_TASK OBJECTIVE_:
Turn the lines below into a Markdown table with two columns, "Row" for a running row number and "Line" for the line itself. Skip blank lines and omit the pictures.

_DATA TO PROCESS_:

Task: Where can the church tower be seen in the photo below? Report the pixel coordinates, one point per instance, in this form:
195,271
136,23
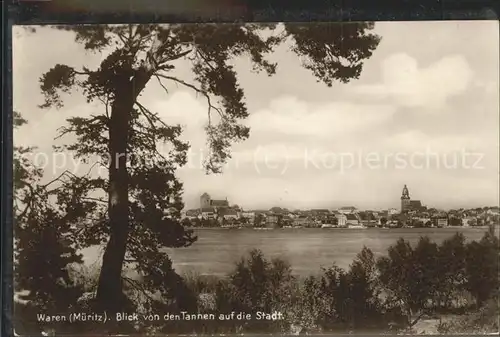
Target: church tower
205,200
405,200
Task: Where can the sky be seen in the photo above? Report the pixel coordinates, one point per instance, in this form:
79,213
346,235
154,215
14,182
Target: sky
424,112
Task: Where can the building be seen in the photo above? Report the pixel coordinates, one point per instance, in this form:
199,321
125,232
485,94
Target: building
368,219
408,205
341,219
352,220
347,210
206,201
192,214
208,213
228,214
300,221
250,215
273,220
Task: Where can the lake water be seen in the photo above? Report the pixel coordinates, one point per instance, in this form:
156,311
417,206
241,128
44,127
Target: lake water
307,250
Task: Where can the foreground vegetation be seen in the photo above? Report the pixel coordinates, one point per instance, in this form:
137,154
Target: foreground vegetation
455,281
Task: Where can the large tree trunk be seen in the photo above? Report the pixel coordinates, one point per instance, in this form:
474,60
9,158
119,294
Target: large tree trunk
109,295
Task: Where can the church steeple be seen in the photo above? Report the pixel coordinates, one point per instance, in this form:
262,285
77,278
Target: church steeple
405,200
405,194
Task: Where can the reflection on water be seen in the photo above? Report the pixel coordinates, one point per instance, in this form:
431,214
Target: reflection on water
307,250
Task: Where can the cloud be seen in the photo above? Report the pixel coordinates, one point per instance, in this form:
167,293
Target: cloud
290,116
406,83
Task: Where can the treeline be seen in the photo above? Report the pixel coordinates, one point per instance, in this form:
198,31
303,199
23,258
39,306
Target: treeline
391,292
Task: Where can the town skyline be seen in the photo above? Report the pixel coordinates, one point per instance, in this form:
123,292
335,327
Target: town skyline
397,205
427,86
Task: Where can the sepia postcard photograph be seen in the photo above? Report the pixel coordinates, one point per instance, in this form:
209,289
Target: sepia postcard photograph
260,178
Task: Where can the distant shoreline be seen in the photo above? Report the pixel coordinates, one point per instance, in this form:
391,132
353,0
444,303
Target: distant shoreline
340,228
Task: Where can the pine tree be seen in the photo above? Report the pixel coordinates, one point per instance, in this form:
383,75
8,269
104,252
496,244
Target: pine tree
44,251
131,214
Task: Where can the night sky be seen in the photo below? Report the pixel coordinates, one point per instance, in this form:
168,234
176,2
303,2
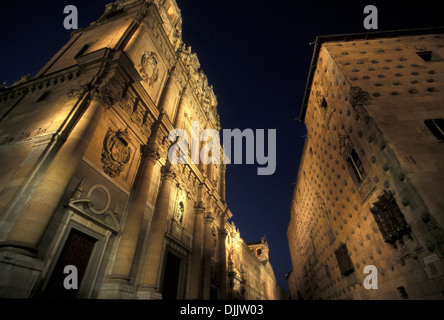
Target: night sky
256,54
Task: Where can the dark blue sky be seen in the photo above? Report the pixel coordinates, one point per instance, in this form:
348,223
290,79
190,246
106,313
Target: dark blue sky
256,54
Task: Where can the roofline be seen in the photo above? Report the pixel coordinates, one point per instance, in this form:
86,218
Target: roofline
350,37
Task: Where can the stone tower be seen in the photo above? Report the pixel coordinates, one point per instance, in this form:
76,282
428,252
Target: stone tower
370,186
86,183
85,176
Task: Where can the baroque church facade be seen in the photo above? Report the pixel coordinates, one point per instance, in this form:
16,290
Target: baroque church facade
86,182
369,190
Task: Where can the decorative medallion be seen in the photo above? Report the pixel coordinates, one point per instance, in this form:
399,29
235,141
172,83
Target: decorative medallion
116,152
148,68
358,96
345,145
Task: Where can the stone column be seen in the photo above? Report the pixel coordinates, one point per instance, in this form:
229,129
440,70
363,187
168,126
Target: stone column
37,213
196,258
206,269
180,110
223,261
141,191
158,227
222,182
167,101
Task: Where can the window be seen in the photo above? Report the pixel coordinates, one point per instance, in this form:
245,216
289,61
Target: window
83,50
356,165
44,95
389,218
429,56
402,292
115,13
436,126
324,104
344,261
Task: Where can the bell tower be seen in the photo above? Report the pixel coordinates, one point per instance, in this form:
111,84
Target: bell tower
260,249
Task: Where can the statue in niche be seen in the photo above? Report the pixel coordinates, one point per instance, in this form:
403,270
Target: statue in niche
180,212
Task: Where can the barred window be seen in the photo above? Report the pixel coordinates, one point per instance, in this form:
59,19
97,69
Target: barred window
436,126
344,260
356,165
390,220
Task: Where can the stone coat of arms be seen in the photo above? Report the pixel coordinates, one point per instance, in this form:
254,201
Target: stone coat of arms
116,152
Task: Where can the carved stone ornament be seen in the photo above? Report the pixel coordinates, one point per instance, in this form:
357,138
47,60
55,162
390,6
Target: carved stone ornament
148,68
116,152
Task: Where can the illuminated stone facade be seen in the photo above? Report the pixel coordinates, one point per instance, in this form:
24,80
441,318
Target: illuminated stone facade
85,179
370,185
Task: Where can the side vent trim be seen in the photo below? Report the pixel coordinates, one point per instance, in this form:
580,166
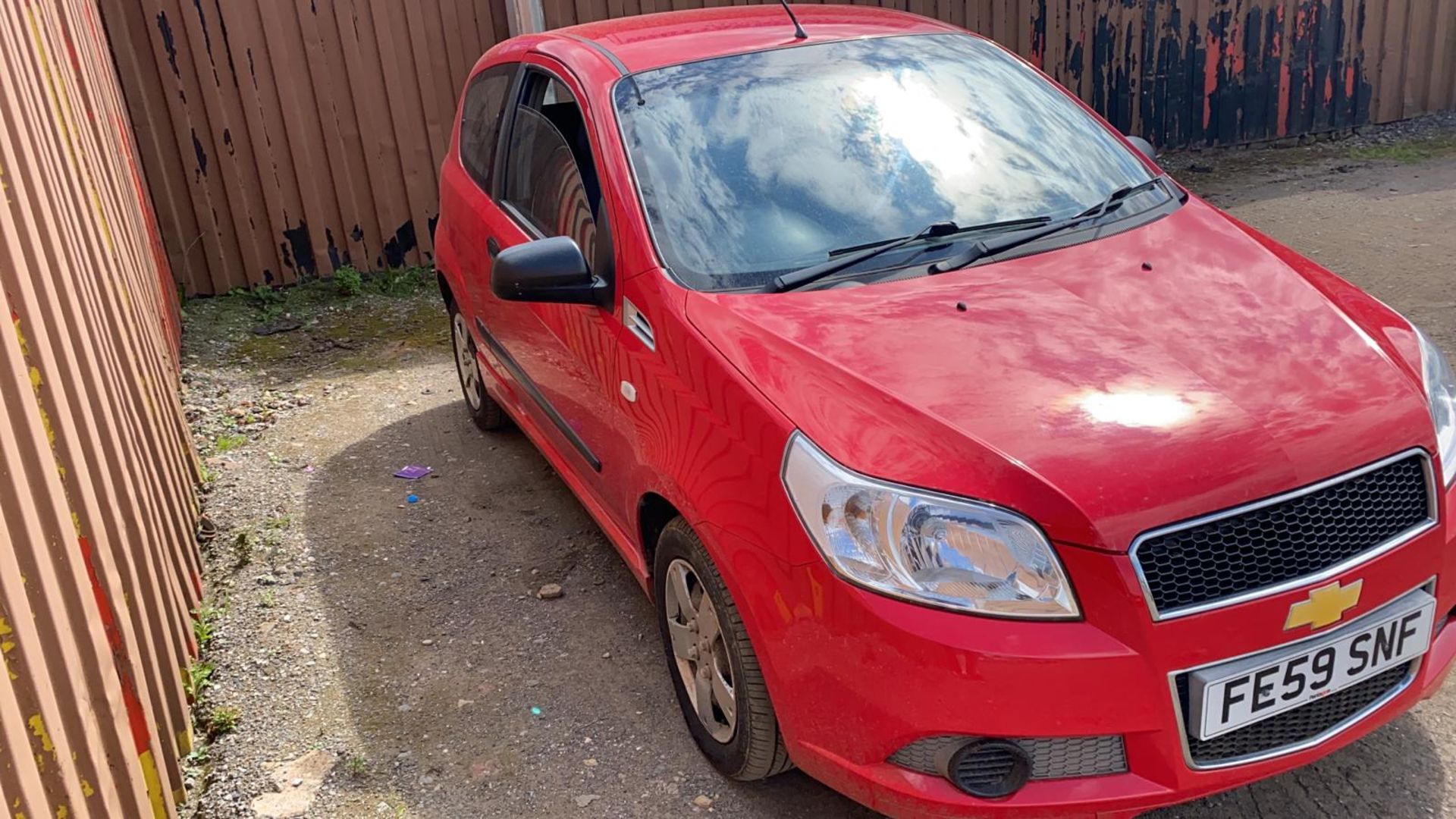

_REPLY TO THE EXERCISE_:
| Row | Line |
|---|---|
| 1 | Task: Where can the church tower be seen in the photo below? Report the pixel coordinates, one point per instance, in this form: |
| 2 | 195,271 |
| 3 | 136,23 |
| 4 | Target: church tower |
| 5 | 205,200 |
| 6 | 405,200 |
| 7 | Task: Where can the sky be seen in the photo above? Report the pixel coordinates, one point per instance, in this form: |
| 8 | 79,213 |
| 9 | 346,235 |
| 10 | 154,215 |
| 11 | 14,182 |
| 12 | Target: sky |
| 13 | 424,112 |
| 14 | Task: Where can the building be seen in the photo above? Report the pixel coordinates, one point per instance, in this form: |
| 15 | 199,321 |
| 16 | 125,232 |
| 17 | 485,94 |
| 18 | Target: building |
| 19 | 368,219 |
| 20 | 408,205 |
| 21 | 341,219 |
| 22 | 352,220 |
| 23 | 347,210 |
| 24 | 206,201 |
| 25 | 192,214 |
| 26 | 208,213 |
| 27 | 228,214 |
| 28 | 300,221 |
| 29 | 250,215 |
| 30 | 273,220 |
| 31 | Task: Where can the lake water be seen in the photo above? Report the pixel coordinates, one point per instance, in this form: |
| 32 | 156,311 |
| 33 | 417,206 |
| 34 | 241,128 |
| 35 | 44,127 |
| 36 | Target: lake water |
| 37 | 307,250 |
| 38 | Task: Where can the foreground vegetation be seen in the photo above? Report the pixel coordinates, one point per instance, in this form: |
| 39 | 137,154 |
| 40 | Target: foreground vegetation |
| 41 | 455,281 |
| 42 | Task: Where can the large tree trunk be seen in the photo above? Report the pixel coordinates, one point per instance, in this form: |
| 43 | 474,60 |
| 44 | 9,158 |
| 45 | 119,294 |
| 46 | Target: large tree trunk |
| 47 | 109,295 |
| 48 | Task: Where can the church steeple be seen in the photo above? Report the pixel coordinates, one point per instance, in this form: |
| 49 | 262,285 |
| 50 | 77,278 |
| 51 | Target: church steeple |
| 52 | 405,200 |
| 53 | 405,194 |
| 54 | Task: Where can the reflection on water be seen in the photo above? Report the pixel coordinates, one point per instance, in this form: |
| 55 | 431,214 |
| 56 | Target: reflection on water |
| 57 | 307,250 |
| 58 | Task: Where can the cloud be seen in the photo above? Report the pixel coordinates, one point per instance, in this form: |
| 59 | 167,293 |
| 60 | Target: cloud |
| 61 | 290,116 |
| 62 | 406,83 |
| 63 | Task: Where can the treeline be seen in the photo above? Report the pixel coordinates, one point per instance, in this form: |
| 64 | 198,31 |
| 65 | 303,199 |
| 66 | 23,258 |
| 67 | 39,306 |
| 68 | Target: treeline |
| 69 | 391,292 |
| 70 | Task: Where can the town skyline be seen in the photo above? Report the pixel coordinates, one point per instance, in this form: |
| 71 | 123,292 |
| 72 | 335,327 |
| 73 | Target: town skyline |
| 74 | 397,205 |
| 75 | 427,86 |
| 76 | Task: Where can the sepia postcard photograph be seen in the photo above? Report the pixel coordinates, one point per instance, in this form: |
| 77 | 209,289 |
| 78 | Target: sepia postcard photograph |
| 79 | 260,178 |
| 80 | Task: Where can the distant shoreline be seen in the photo above? Report the pixel coordinates, one point per instance, in this form: |
| 81 | 391,132 |
| 82 | 353,0 |
| 83 | 444,303 |
| 84 | Target: distant shoreline |
| 85 | 340,228 |
| 86 | Task: Where can the pine tree be seen in the photo above? Report the pixel coordinates, one point per instance, in this form: |
| 87 | 383,75 |
| 88 | 8,269 |
| 89 | 104,252 |
| 90 | 496,244 |
| 91 | Target: pine tree |
| 92 | 44,251 |
| 93 | 131,214 |
| 94 | Task: Where can the night sky be seen in the photo below? Report the pixel coordinates, one point per instance, in this form: |
| 95 | 168,234 |
| 96 | 176,2 |
| 97 | 303,2 |
| 98 | Target: night sky |
| 99 | 256,54 |
| 100 | Task: Where can the dark blue sky be seen in the photo above? Report the pixel coordinates, one point per instance, in this form: |
| 101 | 348,223 |
| 102 | 290,79 |
| 103 | 190,246 |
| 104 | 106,313 |
| 105 | Target: dark blue sky |
| 106 | 256,54 |
| 107 | Task: Where can the roofline be seen in the photo above? Report the pixel coordinates, one point per instance, in this form: |
| 108 | 86,218 |
| 109 | Target: roofline |
| 110 | 350,37 |
| 111 | Task: Where can the stone tower be seen in the photo above? Report the pixel coordinates, one point per instance, in this form: |
| 112 | 76,282 |
| 113 | 428,252 |
| 114 | Target: stone tower |
| 115 | 370,186 |
| 116 | 86,183 |
| 117 | 85,176 |
| 118 | Task: Where can the baroque church facade be seen in the photo above? Report the pixel coordinates, one point per instance, in this form: |
| 119 | 16,290 |
| 120 | Target: baroque church facade |
| 121 | 86,182 |
| 122 | 369,190 |
| 123 | Task: Where can the decorative medallion be seen in the photo above? Report the pixel coordinates, one point per instance, in this form: |
| 124 | 399,29 |
| 125 | 235,141 |
| 126 | 172,83 |
| 127 | Target: decorative medallion |
| 128 | 116,152 |
| 129 | 148,68 |
| 130 | 358,96 |
| 131 | 345,145 |
| 132 | Task: Where can the stone column be seen in the photo above? Report the pixel coordinates, one point per instance, in this form: |
| 133 | 229,129 |
| 134 | 440,70 |
| 135 | 363,187 |
| 136 | 168,126 |
| 137 | Target: stone column |
| 138 | 37,213 |
| 139 | 196,258 |
| 140 | 206,269 |
| 141 | 180,110 |
| 142 | 223,261 |
| 143 | 141,191 |
| 144 | 158,227 |
| 145 | 222,182 |
| 146 | 167,101 |
| 147 | Task: Where can the window be seen in the photo above? Report the pixel coordinates, one point per instance, in this form: |
| 148 | 245,216 |
| 149 | 289,61 |
| 150 | Target: window |
| 151 | 83,50 |
| 152 | 356,165 |
| 153 | 44,95 |
| 154 | 389,218 |
| 155 | 429,56 |
| 156 | 402,292 |
| 157 | 115,13 |
| 158 | 436,126 |
| 159 | 324,104 |
| 160 | 344,261 |
| 161 | Task: Where can the bell tower be seen in the photo above? Report the pixel coordinates, one point per instance, in this form: |
| 162 | 111,84 |
| 163 | Target: bell tower |
| 164 | 260,249 |
| 165 | Task: Where can the statue in niche be seen in the photo above? Report the pixel coordinates, one point per instance, in this form: |
| 166 | 403,270 |
| 167 | Target: statue in niche |
| 168 | 180,212 |
| 169 | Task: Where can the barred window be seen in the photo above? Report the pixel coordinates, one point per instance, in this form: |
| 170 | 59,19 |
| 171 | 97,69 |
| 172 | Target: barred window |
| 173 | 436,126 |
| 174 | 344,260 |
| 175 | 356,165 |
| 176 | 390,220 |
| 177 | Task: Where can the stone coat of arms be seen in the photo above? Report the pixel coordinates, one point per instance, in this form: |
| 178 | 254,201 |
| 179 | Target: stone coat of arms |
| 180 | 116,152 |
| 181 | Task: Where can the carved stone ornament be seen in the photo above? Report the pixel coordinates, one point per instance, in this form: |
| 182 | 357,138 |
| 183 | 47,60 |
| 184 | 55,162 |
| 185 | 390,6 |
| 186 | Target: carved stone ornament |
| 187 | 148,68 |
| 188 | 116,152 |
| 189 | Task: Where can the illuminated stone facade be seen in the photo above? Report the pixel coordinates, one point per instance, in this form: |
| 190 | 24,80 |
| 191 | 441,318 |
| 192 | Target: illuminated stone facade |
| 193 | 85,179 |
| 194 | 370,185 |
| 195 | Task: Where can the side vent trim be seen in the photo below? Report the pixel coordinates, one point per instance, in this form: |
| 196 | 580,166 |